## YOUR ASSIGNMENT
Search the records for the string "face". Copy each line where it occurs.

## SUPPLIED MATERIAL
%%

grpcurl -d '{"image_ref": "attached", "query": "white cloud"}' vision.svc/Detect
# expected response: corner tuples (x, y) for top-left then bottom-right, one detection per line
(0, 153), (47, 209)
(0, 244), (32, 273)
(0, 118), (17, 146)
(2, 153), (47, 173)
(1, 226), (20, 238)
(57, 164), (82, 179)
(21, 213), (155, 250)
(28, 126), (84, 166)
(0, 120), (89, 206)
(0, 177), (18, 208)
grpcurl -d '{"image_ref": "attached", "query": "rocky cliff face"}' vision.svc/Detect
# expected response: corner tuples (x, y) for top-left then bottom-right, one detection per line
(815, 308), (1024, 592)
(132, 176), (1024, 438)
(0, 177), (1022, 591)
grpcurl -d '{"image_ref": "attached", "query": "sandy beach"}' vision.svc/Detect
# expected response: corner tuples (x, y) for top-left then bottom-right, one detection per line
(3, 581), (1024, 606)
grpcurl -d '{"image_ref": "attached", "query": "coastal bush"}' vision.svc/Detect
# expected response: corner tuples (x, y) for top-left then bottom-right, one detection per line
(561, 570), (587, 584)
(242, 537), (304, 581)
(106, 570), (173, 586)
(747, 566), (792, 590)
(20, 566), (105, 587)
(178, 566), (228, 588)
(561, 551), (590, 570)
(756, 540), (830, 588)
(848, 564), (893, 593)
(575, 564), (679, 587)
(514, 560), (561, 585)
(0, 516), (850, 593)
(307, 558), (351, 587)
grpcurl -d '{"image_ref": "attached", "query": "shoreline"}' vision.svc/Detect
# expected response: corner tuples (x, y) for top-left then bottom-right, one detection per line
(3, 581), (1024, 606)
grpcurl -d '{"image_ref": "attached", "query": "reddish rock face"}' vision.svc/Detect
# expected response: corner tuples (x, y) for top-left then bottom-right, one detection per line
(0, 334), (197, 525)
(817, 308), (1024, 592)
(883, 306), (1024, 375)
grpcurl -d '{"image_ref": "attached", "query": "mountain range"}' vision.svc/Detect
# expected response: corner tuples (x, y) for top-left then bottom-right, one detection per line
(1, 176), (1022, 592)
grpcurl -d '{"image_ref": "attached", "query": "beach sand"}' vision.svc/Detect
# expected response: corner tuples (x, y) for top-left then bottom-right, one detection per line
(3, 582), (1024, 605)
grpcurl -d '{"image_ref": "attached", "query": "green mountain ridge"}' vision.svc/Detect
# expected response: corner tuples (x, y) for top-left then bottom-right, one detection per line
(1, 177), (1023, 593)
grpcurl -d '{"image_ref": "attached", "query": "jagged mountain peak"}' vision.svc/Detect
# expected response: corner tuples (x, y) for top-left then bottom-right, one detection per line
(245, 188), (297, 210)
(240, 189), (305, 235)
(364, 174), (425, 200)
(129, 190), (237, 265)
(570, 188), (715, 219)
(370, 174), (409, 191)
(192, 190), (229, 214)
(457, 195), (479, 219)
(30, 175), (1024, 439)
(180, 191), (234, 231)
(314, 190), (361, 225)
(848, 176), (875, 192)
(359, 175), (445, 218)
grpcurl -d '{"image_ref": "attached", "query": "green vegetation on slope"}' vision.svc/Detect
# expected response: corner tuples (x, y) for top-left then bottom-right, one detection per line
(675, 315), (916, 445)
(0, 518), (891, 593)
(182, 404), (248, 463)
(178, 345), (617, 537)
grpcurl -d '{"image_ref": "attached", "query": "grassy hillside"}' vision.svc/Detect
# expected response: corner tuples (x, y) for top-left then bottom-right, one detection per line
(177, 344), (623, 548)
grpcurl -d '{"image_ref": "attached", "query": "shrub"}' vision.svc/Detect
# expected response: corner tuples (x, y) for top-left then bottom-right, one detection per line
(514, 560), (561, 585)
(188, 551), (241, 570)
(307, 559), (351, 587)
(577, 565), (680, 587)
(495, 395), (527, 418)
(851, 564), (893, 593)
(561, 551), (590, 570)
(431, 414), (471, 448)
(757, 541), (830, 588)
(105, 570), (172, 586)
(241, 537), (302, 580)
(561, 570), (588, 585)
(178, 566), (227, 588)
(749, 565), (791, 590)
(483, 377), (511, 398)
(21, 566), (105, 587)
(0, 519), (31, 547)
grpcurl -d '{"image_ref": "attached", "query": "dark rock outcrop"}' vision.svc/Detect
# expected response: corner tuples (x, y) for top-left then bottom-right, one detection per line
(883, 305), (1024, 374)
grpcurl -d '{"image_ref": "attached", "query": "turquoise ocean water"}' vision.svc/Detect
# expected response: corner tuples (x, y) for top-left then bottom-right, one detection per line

%%

## ANSWER SECTION
grpcurl -d '{"image_ref": "attached", "query": "rocky cliff face"}' vision.svc/Detect
grpcurl -d '{"image_ref": "attached", "query": "reddish rock face"}' vision.svc/Detect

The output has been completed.